**Auszug zum Lesen**

____________

Seit fast 50 Jahren ist der kleine gelbe Pass, mit dem man alles kann, außer verreisen, fixer Bestandteil jeder Wickeltasche. Auch wenn sich so mancher Gynäkologe schlagartig hinter dem Ultraschall versteckt, wenn eine Patientin mit dem leuchtenden Ausweis in der Hand und dem Mann im Schlepptau, künftiger Taufpatin und weiteren vier Kindern aus den ersten vier Ehen die Ordination betritt, um eine umfassende Untersuchung zum Hungerlohn einzufordern.
Von der damaligen Gesundheitsministerin Ingrid Leodolter 1974 im Kabinett Kreisky 2 ins Leben gerufen, konnten die im Pass vorgesehenen Untersuchungen die Mütter- und Säuglingssterblichkeit bereits nach wenigen Jahren drastisch reduzieren. Und wenngleich über die Vätersterblichkeit im Rahmen einer Geburt nichts bekannt ist, ist der Pass dennoch eine Erfolgsgeschichte. Mittlerweile gilt ein gut befüllter Ausweis, wie auch der vollständig beklebte Panini-Impfpass, für verantwortungsvolle Eltern als Selbstverständlichkeit. Unlängst hat in der Ordination ein mittlerweile 28-jähriger Säugling seinen Mutter-Kind-Pass gezückt, um seine Krankengeschichte lückenlos dokumentieren zu können. Zwar konnte er bereits seinen Kopf selbst halten, war allerdings noch nicht aus der elterlichen Wohnung ausgezogen, sodass ich ihm ein paar Punkte weniger im Apgar-Studentenscore eintragen musste.

____________

Gespeicherte Einträge:
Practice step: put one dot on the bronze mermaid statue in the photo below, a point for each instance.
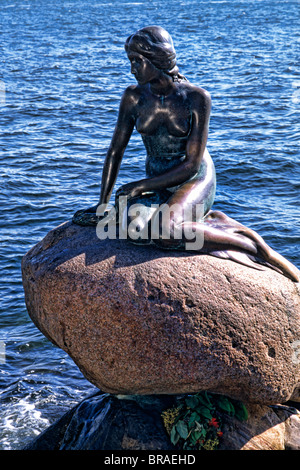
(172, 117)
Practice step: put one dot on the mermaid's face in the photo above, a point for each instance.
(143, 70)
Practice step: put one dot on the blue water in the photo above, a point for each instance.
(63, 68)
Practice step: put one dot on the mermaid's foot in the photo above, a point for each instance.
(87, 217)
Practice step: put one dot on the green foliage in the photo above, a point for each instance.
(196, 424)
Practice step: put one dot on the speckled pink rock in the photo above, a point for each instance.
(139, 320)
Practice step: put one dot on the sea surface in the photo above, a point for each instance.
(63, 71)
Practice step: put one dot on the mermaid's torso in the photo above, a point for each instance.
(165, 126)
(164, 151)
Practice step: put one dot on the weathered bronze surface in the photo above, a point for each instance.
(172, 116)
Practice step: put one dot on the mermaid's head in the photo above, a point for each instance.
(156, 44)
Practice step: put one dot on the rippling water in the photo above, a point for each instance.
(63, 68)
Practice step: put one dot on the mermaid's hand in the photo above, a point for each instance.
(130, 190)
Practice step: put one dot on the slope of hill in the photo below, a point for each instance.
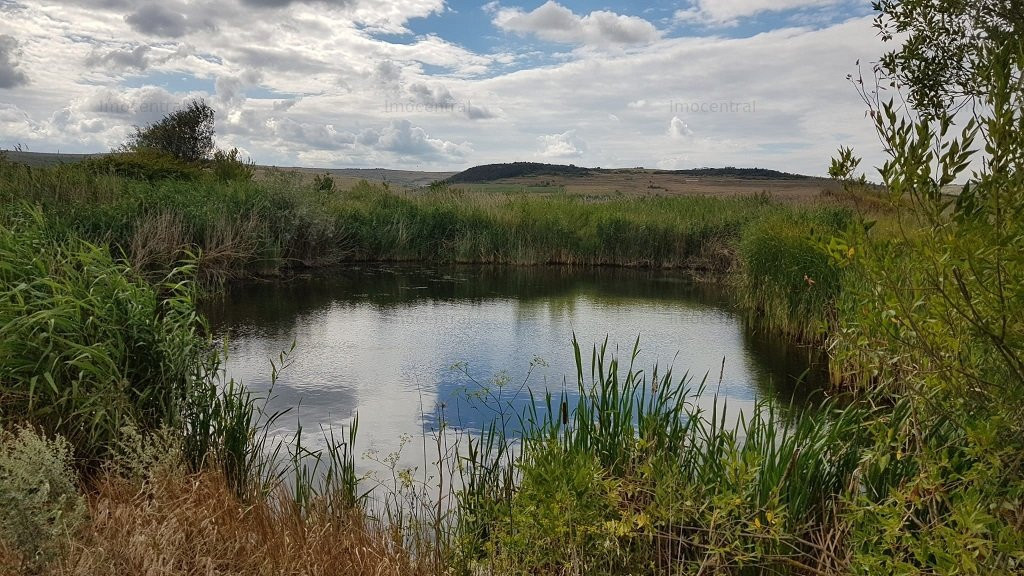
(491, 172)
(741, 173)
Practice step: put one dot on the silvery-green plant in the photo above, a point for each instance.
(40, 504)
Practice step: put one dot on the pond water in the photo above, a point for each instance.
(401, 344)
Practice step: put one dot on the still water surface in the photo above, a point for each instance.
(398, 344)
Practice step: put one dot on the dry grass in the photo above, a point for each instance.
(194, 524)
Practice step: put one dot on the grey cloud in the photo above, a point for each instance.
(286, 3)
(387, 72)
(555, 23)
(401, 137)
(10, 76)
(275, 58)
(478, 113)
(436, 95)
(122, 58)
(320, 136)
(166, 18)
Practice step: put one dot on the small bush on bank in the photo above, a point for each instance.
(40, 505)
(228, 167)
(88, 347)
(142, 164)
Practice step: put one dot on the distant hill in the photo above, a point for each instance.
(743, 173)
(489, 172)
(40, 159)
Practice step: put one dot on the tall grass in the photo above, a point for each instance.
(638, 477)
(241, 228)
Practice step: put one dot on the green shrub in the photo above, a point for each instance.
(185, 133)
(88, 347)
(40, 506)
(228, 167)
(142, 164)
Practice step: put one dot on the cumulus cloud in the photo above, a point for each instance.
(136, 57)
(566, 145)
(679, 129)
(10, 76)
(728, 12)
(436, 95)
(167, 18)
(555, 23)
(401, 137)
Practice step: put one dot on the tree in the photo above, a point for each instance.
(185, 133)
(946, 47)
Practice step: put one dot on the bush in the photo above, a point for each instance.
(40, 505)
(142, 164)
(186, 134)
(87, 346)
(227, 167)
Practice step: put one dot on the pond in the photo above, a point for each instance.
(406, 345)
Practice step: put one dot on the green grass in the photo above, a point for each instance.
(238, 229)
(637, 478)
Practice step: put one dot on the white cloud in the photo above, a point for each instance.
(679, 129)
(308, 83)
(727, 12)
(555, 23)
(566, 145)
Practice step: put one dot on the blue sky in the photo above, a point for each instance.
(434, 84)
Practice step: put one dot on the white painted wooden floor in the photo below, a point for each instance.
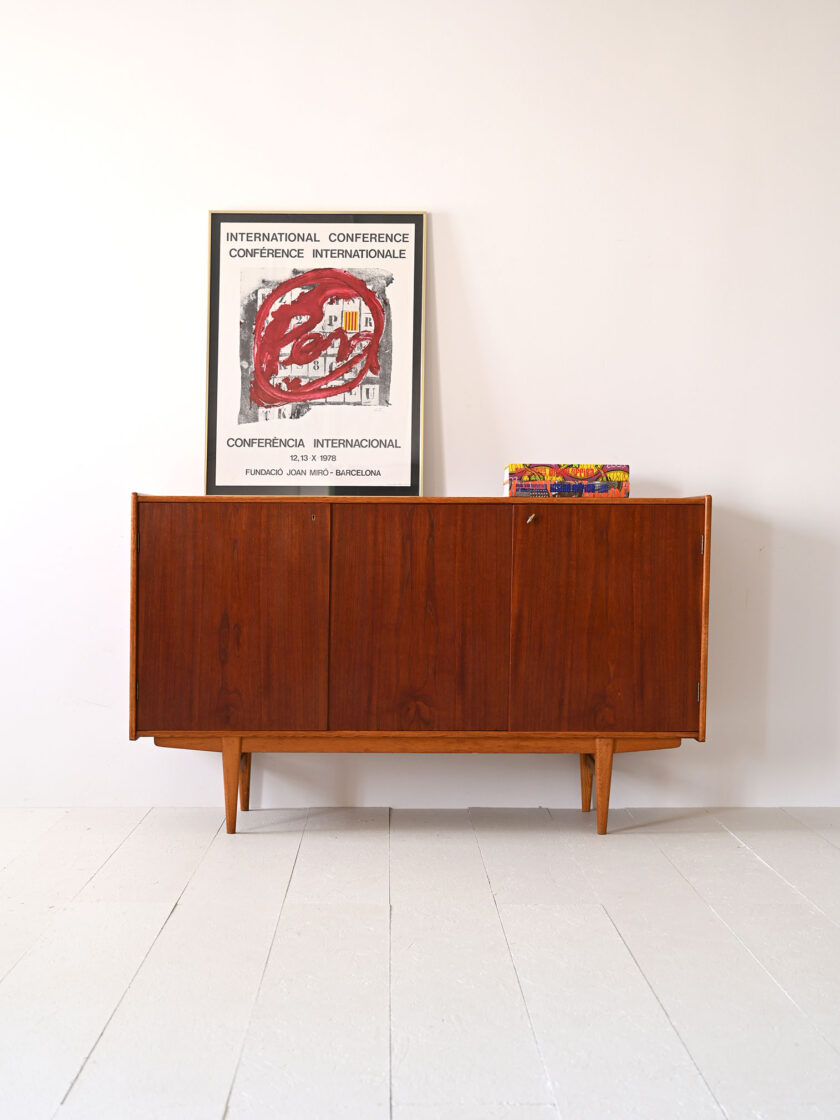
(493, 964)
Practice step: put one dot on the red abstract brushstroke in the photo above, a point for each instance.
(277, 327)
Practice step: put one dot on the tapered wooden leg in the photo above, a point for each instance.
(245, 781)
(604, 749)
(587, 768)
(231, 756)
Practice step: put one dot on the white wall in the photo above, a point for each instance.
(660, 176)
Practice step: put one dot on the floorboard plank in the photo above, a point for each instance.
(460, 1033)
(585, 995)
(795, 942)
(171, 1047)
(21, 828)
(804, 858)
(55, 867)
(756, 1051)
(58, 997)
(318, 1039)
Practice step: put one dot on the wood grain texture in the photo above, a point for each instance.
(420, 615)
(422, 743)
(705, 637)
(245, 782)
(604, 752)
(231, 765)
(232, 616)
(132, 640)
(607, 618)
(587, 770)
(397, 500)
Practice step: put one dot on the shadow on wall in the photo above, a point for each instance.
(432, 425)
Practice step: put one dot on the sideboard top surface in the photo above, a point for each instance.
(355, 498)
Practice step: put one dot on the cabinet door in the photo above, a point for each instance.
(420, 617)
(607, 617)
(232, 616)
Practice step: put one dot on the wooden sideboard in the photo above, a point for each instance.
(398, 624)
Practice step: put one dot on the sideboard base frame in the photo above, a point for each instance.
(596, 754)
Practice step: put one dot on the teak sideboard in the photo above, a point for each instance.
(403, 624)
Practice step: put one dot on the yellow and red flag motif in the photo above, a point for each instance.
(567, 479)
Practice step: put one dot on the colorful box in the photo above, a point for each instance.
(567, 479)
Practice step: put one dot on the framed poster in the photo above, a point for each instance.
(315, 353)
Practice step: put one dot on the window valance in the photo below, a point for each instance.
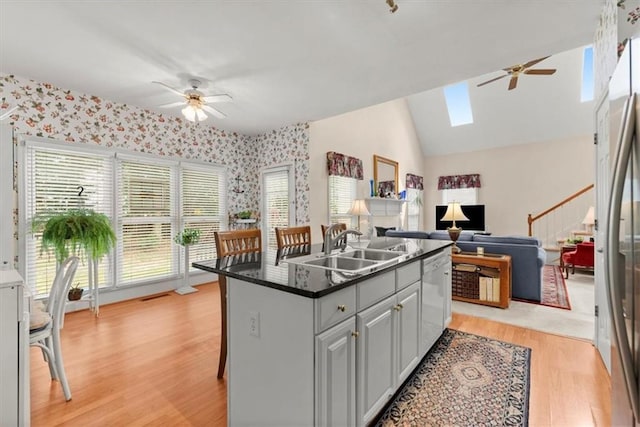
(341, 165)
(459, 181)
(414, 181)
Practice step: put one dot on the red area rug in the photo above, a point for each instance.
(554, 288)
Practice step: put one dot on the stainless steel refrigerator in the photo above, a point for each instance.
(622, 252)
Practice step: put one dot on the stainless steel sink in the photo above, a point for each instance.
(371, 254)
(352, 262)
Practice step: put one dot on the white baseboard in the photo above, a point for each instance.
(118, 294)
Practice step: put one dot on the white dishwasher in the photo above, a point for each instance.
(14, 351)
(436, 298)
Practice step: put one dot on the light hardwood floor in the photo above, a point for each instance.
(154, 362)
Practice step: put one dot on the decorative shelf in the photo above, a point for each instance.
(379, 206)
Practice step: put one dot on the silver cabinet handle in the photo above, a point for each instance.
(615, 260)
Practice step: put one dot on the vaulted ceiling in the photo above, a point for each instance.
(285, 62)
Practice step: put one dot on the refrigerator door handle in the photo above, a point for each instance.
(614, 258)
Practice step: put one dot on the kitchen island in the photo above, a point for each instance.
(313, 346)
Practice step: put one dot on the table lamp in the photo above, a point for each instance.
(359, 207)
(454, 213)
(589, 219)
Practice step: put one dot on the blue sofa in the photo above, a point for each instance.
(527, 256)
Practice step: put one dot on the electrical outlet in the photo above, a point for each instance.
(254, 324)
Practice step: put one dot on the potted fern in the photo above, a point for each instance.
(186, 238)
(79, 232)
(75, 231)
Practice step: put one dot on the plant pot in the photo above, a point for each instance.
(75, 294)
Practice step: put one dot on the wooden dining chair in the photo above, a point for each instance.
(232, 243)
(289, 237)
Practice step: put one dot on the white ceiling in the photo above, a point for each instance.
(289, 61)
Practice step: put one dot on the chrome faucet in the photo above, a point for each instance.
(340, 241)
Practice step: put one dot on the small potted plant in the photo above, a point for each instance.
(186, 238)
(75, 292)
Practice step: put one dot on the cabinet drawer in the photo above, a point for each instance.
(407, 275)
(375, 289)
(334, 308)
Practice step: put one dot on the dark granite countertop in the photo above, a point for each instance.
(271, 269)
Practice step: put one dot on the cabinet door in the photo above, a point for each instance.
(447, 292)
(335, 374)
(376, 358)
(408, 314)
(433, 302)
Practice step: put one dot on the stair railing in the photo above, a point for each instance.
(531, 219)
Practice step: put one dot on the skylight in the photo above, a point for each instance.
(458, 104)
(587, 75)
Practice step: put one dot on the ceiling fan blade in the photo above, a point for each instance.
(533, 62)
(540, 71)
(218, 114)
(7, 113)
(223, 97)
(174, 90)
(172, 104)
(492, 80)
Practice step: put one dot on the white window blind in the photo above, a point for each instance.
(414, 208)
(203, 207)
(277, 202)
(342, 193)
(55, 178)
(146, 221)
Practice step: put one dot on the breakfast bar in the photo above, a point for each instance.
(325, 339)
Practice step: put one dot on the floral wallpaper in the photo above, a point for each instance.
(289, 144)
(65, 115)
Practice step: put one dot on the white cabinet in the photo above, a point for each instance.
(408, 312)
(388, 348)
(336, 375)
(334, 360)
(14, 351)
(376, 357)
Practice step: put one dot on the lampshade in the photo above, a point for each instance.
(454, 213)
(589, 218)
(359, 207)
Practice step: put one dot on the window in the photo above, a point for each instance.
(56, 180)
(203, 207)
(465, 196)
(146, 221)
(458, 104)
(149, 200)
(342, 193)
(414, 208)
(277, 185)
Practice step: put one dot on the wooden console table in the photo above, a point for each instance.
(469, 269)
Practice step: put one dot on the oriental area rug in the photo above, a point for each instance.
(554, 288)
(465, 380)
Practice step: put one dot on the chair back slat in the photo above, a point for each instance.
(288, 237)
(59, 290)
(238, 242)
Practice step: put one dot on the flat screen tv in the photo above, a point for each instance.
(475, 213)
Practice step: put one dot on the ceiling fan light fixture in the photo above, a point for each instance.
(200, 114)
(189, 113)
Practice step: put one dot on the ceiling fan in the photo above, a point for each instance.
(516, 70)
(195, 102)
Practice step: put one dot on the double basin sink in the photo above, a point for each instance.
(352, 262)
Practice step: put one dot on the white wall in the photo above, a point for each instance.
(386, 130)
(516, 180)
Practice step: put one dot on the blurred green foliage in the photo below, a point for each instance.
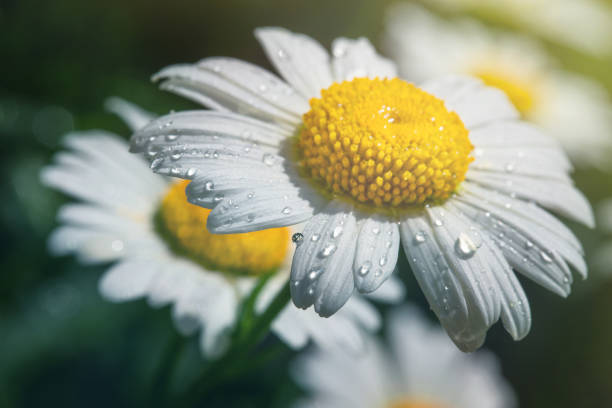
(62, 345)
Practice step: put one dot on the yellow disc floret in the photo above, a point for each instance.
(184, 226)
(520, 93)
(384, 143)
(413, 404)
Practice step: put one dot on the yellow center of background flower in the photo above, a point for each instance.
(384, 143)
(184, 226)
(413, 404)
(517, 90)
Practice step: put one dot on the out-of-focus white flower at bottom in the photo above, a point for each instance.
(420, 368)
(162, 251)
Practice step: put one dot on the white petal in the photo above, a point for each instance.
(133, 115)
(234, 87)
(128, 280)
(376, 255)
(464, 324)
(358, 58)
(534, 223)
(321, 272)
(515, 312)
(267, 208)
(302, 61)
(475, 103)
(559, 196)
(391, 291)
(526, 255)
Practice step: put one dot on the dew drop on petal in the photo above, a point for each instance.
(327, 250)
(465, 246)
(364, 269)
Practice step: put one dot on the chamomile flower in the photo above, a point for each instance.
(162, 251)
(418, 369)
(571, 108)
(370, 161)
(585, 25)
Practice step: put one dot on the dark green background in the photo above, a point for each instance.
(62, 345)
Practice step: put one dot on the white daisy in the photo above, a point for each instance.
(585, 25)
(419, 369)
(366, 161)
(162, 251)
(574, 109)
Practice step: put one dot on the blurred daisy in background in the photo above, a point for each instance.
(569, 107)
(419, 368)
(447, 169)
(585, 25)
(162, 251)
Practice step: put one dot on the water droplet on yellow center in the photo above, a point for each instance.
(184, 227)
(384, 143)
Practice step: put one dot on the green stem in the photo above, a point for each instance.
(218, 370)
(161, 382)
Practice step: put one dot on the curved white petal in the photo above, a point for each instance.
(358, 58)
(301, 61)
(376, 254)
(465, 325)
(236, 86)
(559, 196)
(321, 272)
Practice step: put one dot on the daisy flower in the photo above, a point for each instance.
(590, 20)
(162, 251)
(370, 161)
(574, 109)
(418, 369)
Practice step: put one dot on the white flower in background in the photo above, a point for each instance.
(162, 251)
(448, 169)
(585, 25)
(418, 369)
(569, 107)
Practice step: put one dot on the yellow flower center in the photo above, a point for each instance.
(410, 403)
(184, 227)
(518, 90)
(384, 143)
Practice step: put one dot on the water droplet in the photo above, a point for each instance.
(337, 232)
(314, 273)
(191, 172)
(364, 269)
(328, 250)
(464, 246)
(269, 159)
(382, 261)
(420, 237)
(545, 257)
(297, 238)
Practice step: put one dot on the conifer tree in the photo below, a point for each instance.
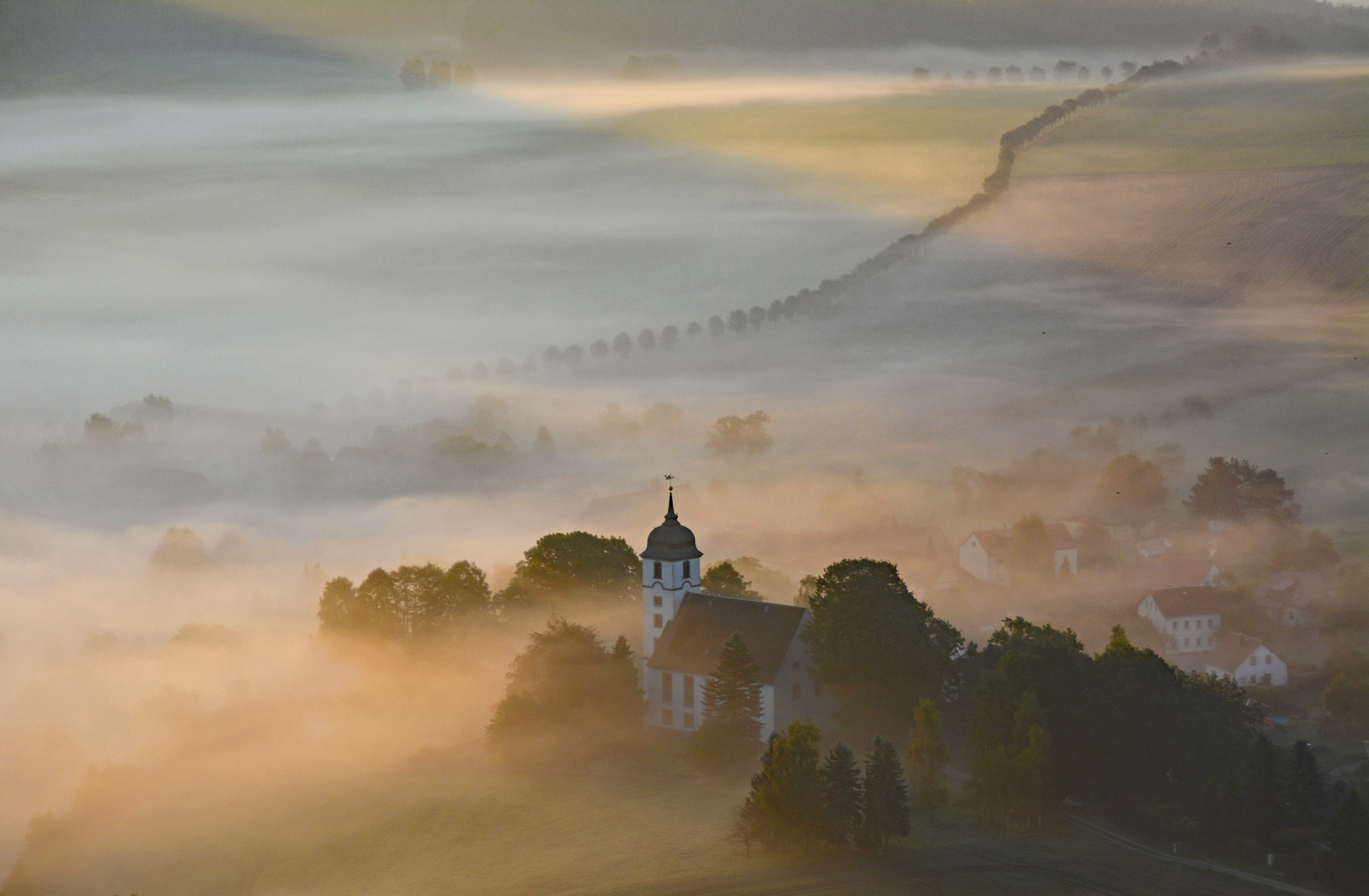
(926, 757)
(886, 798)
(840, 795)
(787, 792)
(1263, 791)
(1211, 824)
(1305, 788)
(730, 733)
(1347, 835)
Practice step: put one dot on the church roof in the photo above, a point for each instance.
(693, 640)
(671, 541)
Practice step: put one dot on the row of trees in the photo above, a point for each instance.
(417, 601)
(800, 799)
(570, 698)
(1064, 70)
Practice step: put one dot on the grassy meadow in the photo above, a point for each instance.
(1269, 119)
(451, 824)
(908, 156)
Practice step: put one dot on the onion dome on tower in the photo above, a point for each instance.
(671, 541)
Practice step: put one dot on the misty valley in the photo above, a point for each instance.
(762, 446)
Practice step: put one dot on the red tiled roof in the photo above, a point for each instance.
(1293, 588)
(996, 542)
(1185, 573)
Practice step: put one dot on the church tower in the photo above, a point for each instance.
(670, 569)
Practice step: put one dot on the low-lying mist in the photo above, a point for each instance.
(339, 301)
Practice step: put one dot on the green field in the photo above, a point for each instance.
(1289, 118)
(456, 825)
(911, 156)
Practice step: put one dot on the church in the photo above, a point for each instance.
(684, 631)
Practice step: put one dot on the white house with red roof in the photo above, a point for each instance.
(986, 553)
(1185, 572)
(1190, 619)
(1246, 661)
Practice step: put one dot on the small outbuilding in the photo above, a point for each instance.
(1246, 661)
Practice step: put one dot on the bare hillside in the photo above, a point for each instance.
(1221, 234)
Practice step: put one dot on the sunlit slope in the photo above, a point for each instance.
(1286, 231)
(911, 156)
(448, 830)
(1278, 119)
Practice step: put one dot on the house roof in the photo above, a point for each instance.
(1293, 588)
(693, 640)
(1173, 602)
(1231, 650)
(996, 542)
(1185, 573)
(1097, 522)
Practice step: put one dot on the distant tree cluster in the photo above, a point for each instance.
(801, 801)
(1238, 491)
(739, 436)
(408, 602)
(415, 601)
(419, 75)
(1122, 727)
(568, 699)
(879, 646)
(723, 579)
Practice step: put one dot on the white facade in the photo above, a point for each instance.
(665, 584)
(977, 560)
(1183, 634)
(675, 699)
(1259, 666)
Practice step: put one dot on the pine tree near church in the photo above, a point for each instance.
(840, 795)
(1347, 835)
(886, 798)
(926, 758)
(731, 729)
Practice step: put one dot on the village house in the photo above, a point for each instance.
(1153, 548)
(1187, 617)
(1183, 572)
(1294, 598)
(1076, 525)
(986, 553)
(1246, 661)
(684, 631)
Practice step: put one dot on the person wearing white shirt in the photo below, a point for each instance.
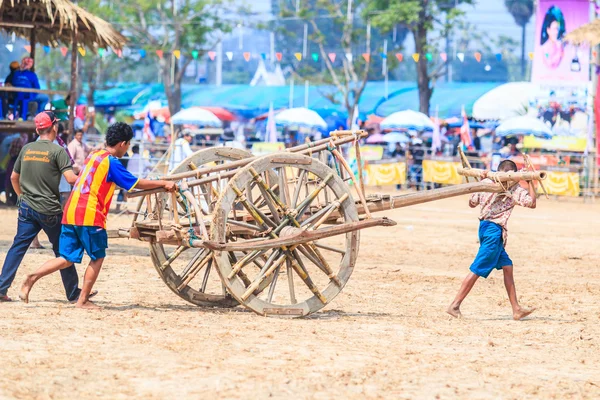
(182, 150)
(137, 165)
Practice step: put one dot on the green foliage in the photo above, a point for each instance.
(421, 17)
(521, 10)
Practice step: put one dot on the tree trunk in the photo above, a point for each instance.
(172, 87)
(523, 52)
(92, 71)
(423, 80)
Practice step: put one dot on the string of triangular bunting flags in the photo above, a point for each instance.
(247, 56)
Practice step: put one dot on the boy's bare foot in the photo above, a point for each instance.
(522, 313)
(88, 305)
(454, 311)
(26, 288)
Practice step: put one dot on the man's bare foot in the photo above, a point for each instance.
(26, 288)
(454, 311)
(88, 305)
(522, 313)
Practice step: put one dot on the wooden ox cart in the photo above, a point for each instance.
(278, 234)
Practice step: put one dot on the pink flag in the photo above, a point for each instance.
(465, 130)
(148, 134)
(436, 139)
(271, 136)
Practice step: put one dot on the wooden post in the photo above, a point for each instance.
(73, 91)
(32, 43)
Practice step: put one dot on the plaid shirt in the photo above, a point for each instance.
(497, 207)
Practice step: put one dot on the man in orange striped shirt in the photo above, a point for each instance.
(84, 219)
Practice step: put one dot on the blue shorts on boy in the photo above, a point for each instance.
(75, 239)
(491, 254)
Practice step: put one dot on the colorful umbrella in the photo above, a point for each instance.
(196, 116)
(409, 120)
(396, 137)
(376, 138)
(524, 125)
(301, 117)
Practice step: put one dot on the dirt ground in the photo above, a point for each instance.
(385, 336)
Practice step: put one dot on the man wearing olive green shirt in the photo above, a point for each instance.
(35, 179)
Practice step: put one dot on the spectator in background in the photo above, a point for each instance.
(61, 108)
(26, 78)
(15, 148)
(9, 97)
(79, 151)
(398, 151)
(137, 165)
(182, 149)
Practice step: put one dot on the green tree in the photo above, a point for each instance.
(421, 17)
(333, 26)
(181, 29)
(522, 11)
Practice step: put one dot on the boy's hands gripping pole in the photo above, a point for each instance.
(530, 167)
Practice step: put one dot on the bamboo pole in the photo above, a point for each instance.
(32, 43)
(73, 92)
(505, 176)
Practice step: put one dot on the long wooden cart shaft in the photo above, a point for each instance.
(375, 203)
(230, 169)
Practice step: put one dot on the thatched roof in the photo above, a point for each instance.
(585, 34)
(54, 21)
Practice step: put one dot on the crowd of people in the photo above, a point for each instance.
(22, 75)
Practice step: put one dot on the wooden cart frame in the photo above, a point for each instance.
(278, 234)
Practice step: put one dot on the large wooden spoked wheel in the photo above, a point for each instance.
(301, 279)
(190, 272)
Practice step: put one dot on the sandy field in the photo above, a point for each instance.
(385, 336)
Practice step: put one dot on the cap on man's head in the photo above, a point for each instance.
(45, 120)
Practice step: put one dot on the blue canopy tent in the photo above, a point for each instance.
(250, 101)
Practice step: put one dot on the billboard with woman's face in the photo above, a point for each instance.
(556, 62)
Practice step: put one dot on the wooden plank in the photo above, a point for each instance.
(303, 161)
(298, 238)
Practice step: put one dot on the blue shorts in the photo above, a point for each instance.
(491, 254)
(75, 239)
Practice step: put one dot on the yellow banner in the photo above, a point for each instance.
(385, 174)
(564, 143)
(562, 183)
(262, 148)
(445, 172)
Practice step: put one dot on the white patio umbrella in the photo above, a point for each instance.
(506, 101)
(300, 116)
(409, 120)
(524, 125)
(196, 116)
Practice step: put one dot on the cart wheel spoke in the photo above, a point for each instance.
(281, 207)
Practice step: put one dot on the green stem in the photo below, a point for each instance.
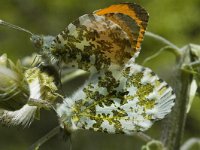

____________

**Aufgabenbeschreibung**
Geben Sie den Abschnitt aus dem Text über den Mutter-Kind-Pass von „Von der damaligen“ bis „Apgar-Studentenscore eintragen musste.“ wortgetreu wieder.

**Gelöste Aufgabe**
Von der damaligen Gesundheitsministerin Ingrid Leodolter 1974 im Kabinett Kreisky 2 ins Leben gerufen, konnten die im Pass vorgesehenen Untersuchungen die Mütter- und Säuglingssterblichkeit bereits nach wenigen Jahren drastisch reduzieren. Und wenngleich über die Vätersterblichkeit im Rahmen einer Geburt nichts bekannt ist, ist der Pass dennoch eine Erfolgsgeschichte. Mittlerweile gilt ein gut befüllter Ausweis, wie auch der vollständig beklebte Panini-Impfpass, für verantwortungsvolle Eltern als Selbstverständlichkeit. Unlängst hat in der Ordination ein mittlerweile 28-jähriger Säugling seinen Mutter-Kind-Pass gezückt, um seine Krankengeschichte lückenlos dokumentieren zu können. Zwar konnte er bereits seinen Kopf selbst halten, war allerdings noch nicht aus der elterlichen Wohnung ausgezogen, sodass ich ihm ein paar Punkte weniger im Apgar-Studentenscore eintragen musste.